GOAL OF THE EXERCISE
The "Return each point" line through the end of the listing below is what to set down, word for word, and nothing else.

────────

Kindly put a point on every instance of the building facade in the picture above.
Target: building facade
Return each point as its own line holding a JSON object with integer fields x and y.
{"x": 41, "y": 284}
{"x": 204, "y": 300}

────────

SOLVED EXERCISE
Return each point as its own line holding a JSON object with integer fields x and y.
{"x": 41, "y": 284}
{"x": 204, "y": 300}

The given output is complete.